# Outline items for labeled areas
-.-.-
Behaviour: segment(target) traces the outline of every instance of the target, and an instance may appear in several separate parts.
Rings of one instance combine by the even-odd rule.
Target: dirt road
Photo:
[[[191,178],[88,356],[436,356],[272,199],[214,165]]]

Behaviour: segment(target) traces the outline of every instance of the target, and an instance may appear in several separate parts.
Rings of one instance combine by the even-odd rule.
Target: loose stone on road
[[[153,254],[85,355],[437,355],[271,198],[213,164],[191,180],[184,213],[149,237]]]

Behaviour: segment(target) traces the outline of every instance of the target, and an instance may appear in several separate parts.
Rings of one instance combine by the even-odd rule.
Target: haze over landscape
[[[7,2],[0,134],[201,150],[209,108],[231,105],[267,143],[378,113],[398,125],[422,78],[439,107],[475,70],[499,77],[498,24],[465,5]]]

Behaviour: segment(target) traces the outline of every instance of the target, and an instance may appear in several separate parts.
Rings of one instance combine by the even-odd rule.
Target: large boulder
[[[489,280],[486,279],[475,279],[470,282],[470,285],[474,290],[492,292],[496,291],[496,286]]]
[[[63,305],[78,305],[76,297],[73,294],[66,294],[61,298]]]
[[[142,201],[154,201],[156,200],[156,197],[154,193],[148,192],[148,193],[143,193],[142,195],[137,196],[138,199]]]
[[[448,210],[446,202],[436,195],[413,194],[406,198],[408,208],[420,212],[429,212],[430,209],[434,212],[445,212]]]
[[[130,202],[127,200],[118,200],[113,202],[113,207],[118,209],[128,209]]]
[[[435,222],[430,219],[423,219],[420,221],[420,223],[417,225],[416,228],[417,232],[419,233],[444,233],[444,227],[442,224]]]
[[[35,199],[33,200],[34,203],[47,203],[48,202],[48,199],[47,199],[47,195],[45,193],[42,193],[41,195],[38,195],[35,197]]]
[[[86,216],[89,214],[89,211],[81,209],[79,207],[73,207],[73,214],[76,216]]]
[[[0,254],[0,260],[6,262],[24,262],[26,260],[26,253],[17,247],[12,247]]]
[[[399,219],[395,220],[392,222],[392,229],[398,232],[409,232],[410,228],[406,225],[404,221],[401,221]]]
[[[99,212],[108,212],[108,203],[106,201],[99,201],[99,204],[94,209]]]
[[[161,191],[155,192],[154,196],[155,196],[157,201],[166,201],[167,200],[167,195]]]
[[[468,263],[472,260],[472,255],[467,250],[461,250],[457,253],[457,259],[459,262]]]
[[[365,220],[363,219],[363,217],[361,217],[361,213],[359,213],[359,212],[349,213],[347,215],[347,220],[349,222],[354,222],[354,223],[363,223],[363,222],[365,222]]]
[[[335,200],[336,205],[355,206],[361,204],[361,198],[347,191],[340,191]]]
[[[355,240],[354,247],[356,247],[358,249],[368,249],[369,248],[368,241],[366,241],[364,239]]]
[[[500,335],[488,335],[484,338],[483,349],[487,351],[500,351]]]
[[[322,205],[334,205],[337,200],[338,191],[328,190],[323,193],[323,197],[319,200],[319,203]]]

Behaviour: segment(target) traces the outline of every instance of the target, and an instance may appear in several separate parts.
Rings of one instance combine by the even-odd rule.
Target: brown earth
-.-.-
# WRITTEN EXERCISE
Reproduce all of the data above verbatim, line for line, from start to finish.

# RESPONSE
Behaviour: segment(target) traces the outline of every instance of the target, and an instance may appear in several separate parts.
Rings of one instance combine by the even-odd rule.
Target: dirt road
Photo:
[[[191,178],[88,356],[436,356],[272,199],[214,165]]]

Behaviour: segment(target) traces the outline of every instance of the target, and an instance may appear in several separate parts.
Rings of one instance combine by the even-odd rule.
Target: loose stone on road
[[[153,254],[85,355],[437,355],[271,198],[213,164],[191,180],[184,213],[149,237]]]

Behaviour: segment(target) traces the outline of every instance of the target, and an instance may appear in several separate parts.
Rings of one instance combine by the even-odd rule.
Target: haze over landscape
[[[7,2],[0,134],[201,150],[209,108],[231,105],[267,143],[378,113],[398,125],[422,78],[439,107],[475,70],[499,77],[498,24],[465,5]]]

Behaviour: segment(target) traces the outline of every instance of the target, and an instance may appear in several separate parts.
Rings of one instance combine by the even-odd rule.
Target: large boulder
[[[489,280],[486,279],[475,279],[470,282],[470,285],[474,290],[492,292],[496,291],[496,286]]]
[[[63,305],[78,305],[76,297],[73,294],[66,294],[61,298]]]
[[[142,201],[154,201],[156,200],[156,197],[154,193],[148,192],[148,193],[143,193],[142,195],[137,196],[138,199]]]
[[[448,210],[446,202],[436,195],[413,194],[406,198],[408,208],[420,212],[429,212],[430,209],[434,212],[445,212]]]
[[[130,202],[127,200],[118,200],[113,202],[113,207],[118,209],[128,209]]]
[[[435,222],[430,219],[423,219],[420,221],[420,223],[417,225],[416,228],[417,232],[419,233],[444,233],[444,227],[442,224]]]
[[[35,199],[33,200],[34,203],[47,203],[48,202],[48,199],[47,199],[47,195],[45,193],[42,193],[41,195],[38,195],[35,197]]]
[[[86,216],[89,214],[89,211],[81,209],[79,207],[73,207],[73,214],[76,216]]]
[[[0,254],[0,260],[6,262],[24,262],[26,260],[26,253],[17,247],[12,247]]]
[[[399,219],[395,220],[392,222],[392,229],[398,232],[409,232],[410,228],[406,225],[404,221],[401,221]]]
[[[99,212],[108,212],[108,203],[106,201],[99,201],[99,204],[94,209]]]
[[[161,191],[155,192],[154,196],[155,196],[157,201],[166,201],[167,200],[167,195]]]
[[[468,263],[472,260],[472,255],[467,250],[461,250],[457,253],[457,259],[459,262]]]
[[[365,220],[363,219],[363,217],[361,217],[361,213],[359,213],[359,212],[349,213],[347,215],[347,220],[349,222],[354,222],[354,223],[363,223],[363,222],[365,222]]]
[[[335,200],[336,205],[355,206],[361,204],[361,198],[347,191],[340,191]]]
[[[355,240],[354,247],[356,247],[358,249],[368,249],[369,248],[368,241],[366,241],[364,239]]]
[[[500,335],[488,335],[484,338],[483,349],[487,351],[500,351]]]
[[[322,205],[334,205],[337,200],[338,191],[328,190],[323,193],[323,197],[319,200],[319,203]]]

Behaviour: segment(target) traces the outline of every instance of the target, and an instance may appear in several separate parts.
Rings of one instance combine by the even-odd rule.
Target: brown earth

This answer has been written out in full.